Set problem -> According to the post on the show 24, who is the brain behind the show?

Source ->
---*---
2/13/2007

Jane Mayer on 24 in the New Yorker (via zp, chuck) is a Fast Food Nation for liberal TV junkies. Those Chicken McNuggets might be delectable, but the conditions of their creation would make any sensible person think twice before dunking them in honey, and their consumption exacts an unreasonable cost. Mayer's piece subtly makes the case that the brain behind 24, Joel Surnow, is a wingnut, and that U.S. military personnel who watch the show model themselves on Jack Bauer, the heroic torturer. Every sentence of Mayer's piece seems designed to make any leftish 24 viewer blush a little redder. Nice Jewish boy...raising his three kids Catholic. Calls his show "the Hollywood television annex to the White House." Buddies with Limbaugh and Coulter...wants to rehabilitate the good name of Sen. Joseph McCarthy. Thanks to Surnow, everyone in the U.S. military wants to be like Jack Bauer and extract vital info from terrorists by injecting mysterious pain-inducing drugs that get carted around in a silver suitcase. I made up the last bit but you get the idea. It's a right-wing show having a right-wing effect. No surprises there, just occasion for a gut check. But what makes 24 so popular among liberals? Everyone I know seems to watch and like it, and my peeps are hardly the magnetic yellow ribbon crowd. Here are some thoughts on why, as Mayer notes, the show is popular with folks like Barbara Streisand and Bill Clinton.

-We like it for the narrative conceit and the suspense, and in spite of the politics (or without much reflection on the show's message). This is me, sometimes. Other times I find the narrative conceit tiresome, the situations excessively contrived, and the suspense cheap and repetitive. I always have the sense that they're making it up as they go along (which is the problem with Lost for me too) and I hate having that sense--I like to feel I can trust my TV storytellers. When I'm bored by the narrative conceit (or find it excessively familiar now in season 6), not gripped by the suspense, and attentive to the right-wingness of it all, why do I continue to watch?

-We like it as a wish fulfillment: if only the war on terror were being fought by people like Jack, a courageous hunk with a preternatural pain threshhold and a perfect moral compass. In other words, we oppose the "war on terror" as framed by the Bushies but wouldn't mind a war on terror carried out by the likes of Jack and Chloe and President Palmer. This is a suspended-disbelief stance that allows for enjoyment without endorsement. This stance describes me too, sometimes. More often I feel that it may be wish fulfillment for others, but it's worst-fear fulfillment for me. Maybe there is a masochistic pleasure in realizing your worst fears, a kind of thrill you get from entertaining a paranoid fantasy.
---*---
Dataset content ->
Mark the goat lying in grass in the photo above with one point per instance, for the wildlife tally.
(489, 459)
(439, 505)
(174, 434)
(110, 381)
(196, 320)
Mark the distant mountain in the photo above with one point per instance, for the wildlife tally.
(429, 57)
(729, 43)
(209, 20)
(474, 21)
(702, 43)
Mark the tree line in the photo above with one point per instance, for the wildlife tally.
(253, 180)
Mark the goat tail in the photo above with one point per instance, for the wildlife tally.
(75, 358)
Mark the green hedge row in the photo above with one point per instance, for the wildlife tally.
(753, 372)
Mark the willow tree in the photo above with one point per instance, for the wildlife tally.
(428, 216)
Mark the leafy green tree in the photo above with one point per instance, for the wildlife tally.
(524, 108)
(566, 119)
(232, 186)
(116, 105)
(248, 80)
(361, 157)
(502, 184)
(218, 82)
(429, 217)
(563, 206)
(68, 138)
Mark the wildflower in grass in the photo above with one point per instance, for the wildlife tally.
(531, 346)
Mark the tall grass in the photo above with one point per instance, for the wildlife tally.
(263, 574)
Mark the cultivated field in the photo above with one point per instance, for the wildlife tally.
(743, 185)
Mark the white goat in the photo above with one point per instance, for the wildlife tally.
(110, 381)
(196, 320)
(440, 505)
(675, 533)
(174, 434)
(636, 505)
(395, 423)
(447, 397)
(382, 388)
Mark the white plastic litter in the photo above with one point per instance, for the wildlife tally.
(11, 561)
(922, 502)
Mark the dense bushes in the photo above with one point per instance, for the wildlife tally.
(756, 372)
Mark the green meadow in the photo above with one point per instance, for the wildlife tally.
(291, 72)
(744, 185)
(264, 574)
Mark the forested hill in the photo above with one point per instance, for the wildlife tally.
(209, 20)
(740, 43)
---*---
Correct output -> Joel Surnow